Write out all the records below as a two-column CSV with the header text,answer. Give one row per record, with its text and its answer each in a single quoted field and line breaks changed to spaces, and leave the pictures out.

--- begin ---

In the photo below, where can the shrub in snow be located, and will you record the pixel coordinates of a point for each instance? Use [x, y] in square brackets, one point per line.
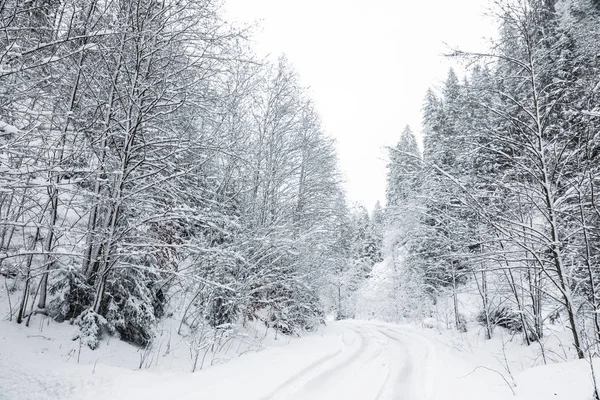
[132, 305]
[429, 323]
[504, 317]
[92, 327]
[73, 296]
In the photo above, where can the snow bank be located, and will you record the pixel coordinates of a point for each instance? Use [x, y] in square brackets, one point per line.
[564, 381]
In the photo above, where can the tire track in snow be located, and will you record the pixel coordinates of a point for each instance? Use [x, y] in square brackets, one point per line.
[399, 383]
[295, 381]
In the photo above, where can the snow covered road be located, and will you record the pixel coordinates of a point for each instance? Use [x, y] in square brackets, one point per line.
[374, 362]
[346, 360]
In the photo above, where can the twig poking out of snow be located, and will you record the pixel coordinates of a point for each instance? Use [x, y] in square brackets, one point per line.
[493, 370]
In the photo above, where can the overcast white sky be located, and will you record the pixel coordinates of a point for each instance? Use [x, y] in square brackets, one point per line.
[368, 64]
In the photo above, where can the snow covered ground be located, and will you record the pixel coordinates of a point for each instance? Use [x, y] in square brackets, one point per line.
[345, 360]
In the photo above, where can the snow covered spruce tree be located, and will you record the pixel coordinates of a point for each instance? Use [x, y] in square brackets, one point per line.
[150, 165]
[509, 177]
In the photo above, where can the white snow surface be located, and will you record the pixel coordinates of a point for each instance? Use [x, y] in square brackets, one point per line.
[345, 360]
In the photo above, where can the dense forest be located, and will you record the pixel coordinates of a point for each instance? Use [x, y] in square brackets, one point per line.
[503, 200]
[151, 166]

--- end ---

#### WRITTEN RESPONSE:
text,answer
"In the photo below, where can the shrub in snow be located, and will you record the pixel coordinates of a point for each instance? Use [x, y] in square brackets, one point per line.","[132, 305] [429, 323] [504, 317] [92, 327] [73, 296]"
"In the photo above, where can the snow bank be located, and will you record the pixel coordinates of a point for each instance? Use [x, y] in square brackets, one point per line.","[564, 381]"
"In the photo above, where can the tire track in snow be located, and will you record the pixel coordinates of a point for each instance? Use [x, y] in square brackets, one point per line.","[399, 383] [295, 381]"
"In the photo above, where can the snow covered road be located, and will you record the pixel coordinates of a point for each instance? Use [x, y] in square brackets, one point per line.","[374, 362] [346, 360]"
"In the photo above, where can the twig poking out of snow be located, and will you record the pixel coordinates of a point for each instance? Use [x, y] in square brackets, one point per line.","[493, 370]"
"In the photo above, where can the overcast white sky be located, and will you record the pixel coordinates of a point for each instance? Use [x, y] in square brackets, one point per line.","[368, 64]"
"In the photo above, where can the snow covered ground be located, and will you record the pixel coordinates of a point for each instance? Use [x, y] in square brackets, one point per line.","[345, 360]"
"In the photo above, where can the snow covered spruce tree be located, and will you record the pixel coordinates of a point for each instance? Use [x, y] in square brackets, one point per line.","[150, 165] [509, 177]"
"In the photo above, where can the white snow surface be located, and will you record the pixel coordinates of a point for each instance? Use [x, y] in square brackets, one point per line.","[345, 360]"
"In the photo above, where can the dense forest be located, and will you record the pixel coordinates of a point for each instance? Use [x, y] in square brackets, one point per line.","[503, 200] [151, 166]"